_What you have to do_
Could you rewrite the lines below, substituting "must be found" for each "needs to be located" and leaving everything else unchanged?

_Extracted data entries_

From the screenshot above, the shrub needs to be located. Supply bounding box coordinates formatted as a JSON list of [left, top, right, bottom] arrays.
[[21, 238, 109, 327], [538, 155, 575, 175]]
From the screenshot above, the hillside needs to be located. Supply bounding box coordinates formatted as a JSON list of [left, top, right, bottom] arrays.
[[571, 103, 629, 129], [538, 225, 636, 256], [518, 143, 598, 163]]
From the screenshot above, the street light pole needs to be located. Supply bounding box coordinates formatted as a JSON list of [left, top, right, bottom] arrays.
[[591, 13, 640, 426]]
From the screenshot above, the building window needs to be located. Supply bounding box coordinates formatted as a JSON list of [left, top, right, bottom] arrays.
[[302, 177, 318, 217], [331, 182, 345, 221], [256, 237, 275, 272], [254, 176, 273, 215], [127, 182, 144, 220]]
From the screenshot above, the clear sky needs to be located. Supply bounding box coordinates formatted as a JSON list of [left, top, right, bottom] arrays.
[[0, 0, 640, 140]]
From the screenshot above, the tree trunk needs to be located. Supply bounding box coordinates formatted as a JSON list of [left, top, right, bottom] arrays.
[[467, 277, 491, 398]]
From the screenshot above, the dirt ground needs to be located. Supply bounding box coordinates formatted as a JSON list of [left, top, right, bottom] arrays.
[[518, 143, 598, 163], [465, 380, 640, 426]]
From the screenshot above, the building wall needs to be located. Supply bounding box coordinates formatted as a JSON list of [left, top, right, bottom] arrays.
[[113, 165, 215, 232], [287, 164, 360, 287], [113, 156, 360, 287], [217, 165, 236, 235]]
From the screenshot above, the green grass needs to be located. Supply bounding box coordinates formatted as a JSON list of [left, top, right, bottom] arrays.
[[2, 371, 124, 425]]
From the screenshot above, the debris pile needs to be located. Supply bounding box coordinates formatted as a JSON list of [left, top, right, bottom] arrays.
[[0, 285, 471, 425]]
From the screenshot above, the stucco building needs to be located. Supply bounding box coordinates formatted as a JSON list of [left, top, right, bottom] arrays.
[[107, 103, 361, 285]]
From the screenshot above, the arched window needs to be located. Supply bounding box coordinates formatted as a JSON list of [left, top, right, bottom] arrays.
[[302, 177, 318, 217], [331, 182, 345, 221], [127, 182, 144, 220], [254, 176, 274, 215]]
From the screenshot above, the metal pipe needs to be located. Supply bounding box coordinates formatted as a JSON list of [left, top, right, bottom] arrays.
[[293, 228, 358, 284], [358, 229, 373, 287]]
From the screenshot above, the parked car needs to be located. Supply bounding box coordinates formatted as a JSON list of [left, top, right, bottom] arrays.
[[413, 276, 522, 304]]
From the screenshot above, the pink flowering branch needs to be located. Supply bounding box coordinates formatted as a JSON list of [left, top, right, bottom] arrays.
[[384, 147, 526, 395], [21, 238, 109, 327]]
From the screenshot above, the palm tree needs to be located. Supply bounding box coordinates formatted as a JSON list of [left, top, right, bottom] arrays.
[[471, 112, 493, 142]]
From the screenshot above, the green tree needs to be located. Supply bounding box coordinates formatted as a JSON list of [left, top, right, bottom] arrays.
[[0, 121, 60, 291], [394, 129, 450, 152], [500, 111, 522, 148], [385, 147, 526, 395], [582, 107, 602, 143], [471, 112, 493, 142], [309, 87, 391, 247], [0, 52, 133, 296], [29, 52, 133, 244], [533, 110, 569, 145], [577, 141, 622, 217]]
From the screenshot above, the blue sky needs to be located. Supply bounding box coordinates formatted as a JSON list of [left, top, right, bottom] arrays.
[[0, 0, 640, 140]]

_Exercise solution_
From the screenshot above, the shrub must be found. Supply bounding box coordinates formatted as a JSON list of [left, top, right, bottom] arrays.
[[21, 238, 109, 327], [538, 155, 575, 175]]
From the screenshot above, the hillside must be found. Supply bounding box coordinates formatted as a JSON list of [left, top, right, bottom] arrays.
[[571, 103, 629, 129], [538, 225, 636, 256], [518, 143, 598, 163]]
From the screenshot above, the street light pole must be found. Supply bounding box coordinates formatted as a JSON list of [left, top, right, bottom] arrays.
[[591, 13, 640, 426]]
From the screenshot above, the building window must be found. Supply bounding box coordinates formatted as a JSON list of [left, top, right, bottom] arrays.
[[302, 177, 318, 217], [331, 182, 345, 221], [256, 237, 275, 272], [254, 176, 273, 215], [127, 182, 144, 220]]
From the screenshot above, the clear sky must be found. Supply bounding box coordinates formatted as a JSON list of [left, top, right, bottom] arrays.
[[0, 0, 640, 140]]
From the screenshot above, the tree trunk must be found. Supply bounding box coordinates formatted as a JSON list of [left, top, right, bottom] arrays.
[[467, 277, 491, 398]]
From the screenshot above, the dirt ground must be found. Supply bounding box coordinates formatted as a JSON list of [left, top, right, bottom] arrays.
[[518, 143, 598, 163], [465, 380, 640, 426]]
From the screenshot above, the building wall must be found. Supply bounding box coordinates formatted as a JSON list of [left, top, right, bottom] arrays.
[[113, 165, 215, 232], [287, 164, 360, 287], [113, 156, 360, 287], [217, 165, 236, 235]]
From the screenshot above, the green grass must be found. Supply bounding box coordinates formatted as a JSON list of [left, top, right, bottom] arrays.
[[2, 371, 124, 425]]
From the screenshot above, the debris pile must be found. Supply bounding box coordinates formatted as a JSON list of [left, top, right, bottom] arrays.
[[0, 285, 471, 425]]
From the screenshot above, the stucco building must be found. Supply bounding box coordinates formatted as a JSON list of [left, top, right, bottom] arrays.
[[107, 103, 361, 285]]
From the screenshot above, the arched window must be found. Supply bounding box coordinates formatted as a JSON list of [left, top, right, bottom] arrays.
[[302, 177, 318, 217], [331, 182, 345, 221], [127, 182, 144, 220], [254, 176, 274, 215]]
From the screenshot above, the metal pipe must be found. Supply bounding box coordinates formatted as a JSON list of [left, top, right, bottom] arrays.
[[293, 228, 358, 284], [358, 229, 373, 287]]
From the screenshot above, the parked car must be found. Supply bounding box coordinates formatted as a JSON list of [left, top, right, bottom] arrays.
[[413, 276, 522, 304]]
From the screenshot above, the pink flowering branch must be found. Supply bounding box coordinates formatted as a JSON list of [left, top, right, bottom] arrays.
[[384, 147, 526, 395], [21, 238, 109, 327]]
From the screenshot above, the palm tree must be found. Supply bounding box coordinates formatted as a JSON list of [left, top, right, bottom] arrays.
[[471, 112, 493, 142]]
From the screenshot above, the green tree must be found. Supply bounding box coordinates formatted as a JSON list of [left, top, right, bottom] arrays.
[[0, 121, 60, 291], [394, 129, 450, 152], [500, 111, 522, 148], [385, 147, 526, 395], [582, 107, 602, 143], [471, 112, 493, 142], [309, 87, 391, 247], [0, 52, 133, 296], [29, 52, 133, 244], [533, 110, 569, 145], [577, 141, 622, 217]]
From the screenshot above, the blue sky must be found. Supply bounding box coordinates formatted as a JSON list of [left, top, right, bottom] arrays.
[[0, 0, 640, 140]]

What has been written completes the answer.